§ **Extrait fourni**
Cher-e-s ami-e-s,
Vous êtes ici réuni-e-s autour du réseau Education Sans Frontières, un réseau dont il ne faut plus saluer ni l’importance pour la vigueur de la démocratie en France, ni le courage des militants. Chacun d’entre vous est ici car il ou elle a rencontré, au cours de sa vie, des migrants – hommes, femmes, enfants – dont l’histoire risquait d’être chamboulée, parfois même dont la vie risquait d’être mise en danger. Vous battant contre les lois injustes de la République, vous avez été les premières cibles d’autorités qui avaient peur de ce « délit de solidarité », mais vous avez surtout fait preuve de bravoure et d’humanité. Vous êtes ce que j’appelle des héros ordinaires.

§ **Travail à réaliser**
Déterminez si chaque affirmation ci-dessous concorde avec l'extrait sur le réseau Education Sans Frontières : répondez par oui ou par non et citez à l'identique les mots décisifs de l'extrait. (a) Les personnes réunies sont qualifiées de « héros ordinaires ». (b) Les militants ont bénéficié du soutien des autorités. (c) Les migrants rencontrés étaient uniquement des enfants.

Extraits de données de pointage
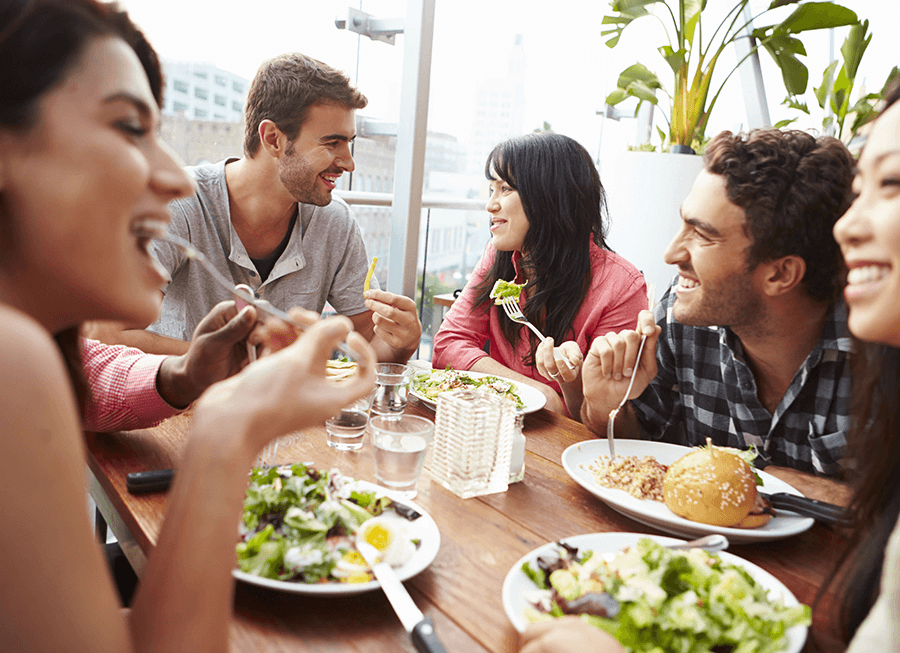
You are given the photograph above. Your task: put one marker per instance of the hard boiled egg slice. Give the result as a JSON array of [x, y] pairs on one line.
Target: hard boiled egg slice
[[389, 537]]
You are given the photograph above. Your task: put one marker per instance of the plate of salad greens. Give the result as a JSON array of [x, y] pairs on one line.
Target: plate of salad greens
[[428, 384], [300, 527], [651, 598]]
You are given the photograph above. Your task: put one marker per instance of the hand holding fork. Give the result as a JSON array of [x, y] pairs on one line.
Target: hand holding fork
[[637, 363]]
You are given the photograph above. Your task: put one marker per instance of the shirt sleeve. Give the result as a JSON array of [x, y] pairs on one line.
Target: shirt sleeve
[[122, 382], [460, 341], [659, 406]]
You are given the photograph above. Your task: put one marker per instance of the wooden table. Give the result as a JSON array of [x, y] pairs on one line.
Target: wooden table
[[481, 538]]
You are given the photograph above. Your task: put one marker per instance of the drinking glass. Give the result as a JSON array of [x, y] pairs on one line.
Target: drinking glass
[[346, 428], [391, 388], [401, 442]]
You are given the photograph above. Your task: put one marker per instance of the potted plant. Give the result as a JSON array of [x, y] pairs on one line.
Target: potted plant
[[692, 52], [840, 117]]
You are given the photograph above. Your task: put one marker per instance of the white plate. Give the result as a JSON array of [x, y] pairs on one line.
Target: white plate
[[578, 458], [424, 529], [517, 583], [533, 398]]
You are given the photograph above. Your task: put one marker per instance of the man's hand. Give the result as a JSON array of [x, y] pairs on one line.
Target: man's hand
[[608, 367], [396, 324], [217, 351], [567, 635]]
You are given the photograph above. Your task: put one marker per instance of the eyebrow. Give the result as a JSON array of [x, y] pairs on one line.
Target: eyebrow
[[125, 96], [337, 137], [700, 224]]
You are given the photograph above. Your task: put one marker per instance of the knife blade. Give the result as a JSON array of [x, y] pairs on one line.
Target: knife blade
[[827, 513], [419, 626], [157, 480]]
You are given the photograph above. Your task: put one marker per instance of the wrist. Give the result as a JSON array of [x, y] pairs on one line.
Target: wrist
[[173, 383]]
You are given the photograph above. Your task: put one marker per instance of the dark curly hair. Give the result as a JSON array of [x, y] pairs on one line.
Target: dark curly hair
[[792, 187], [41, 42], [873, 459]]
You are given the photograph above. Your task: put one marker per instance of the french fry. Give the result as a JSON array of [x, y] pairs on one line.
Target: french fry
[[370, 273]]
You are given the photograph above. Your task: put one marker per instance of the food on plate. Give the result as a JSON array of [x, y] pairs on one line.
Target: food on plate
[[340, 368], [641, 477], [503, 289], [302, 525], [652, 598], [713, 486], [431, 384]]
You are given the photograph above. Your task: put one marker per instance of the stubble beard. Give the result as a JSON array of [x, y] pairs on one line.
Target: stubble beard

§ **Réponse rédigée**
(a) Oui : « Vous êtes ce que j’appelle des héros ordinaires. »
(b) Non : « vous avez été les premières cibles d’autorités qui avaient peur de ce « délit de solidarité » »
(c) Non : « des migrants – hommes, femmes, enfants – »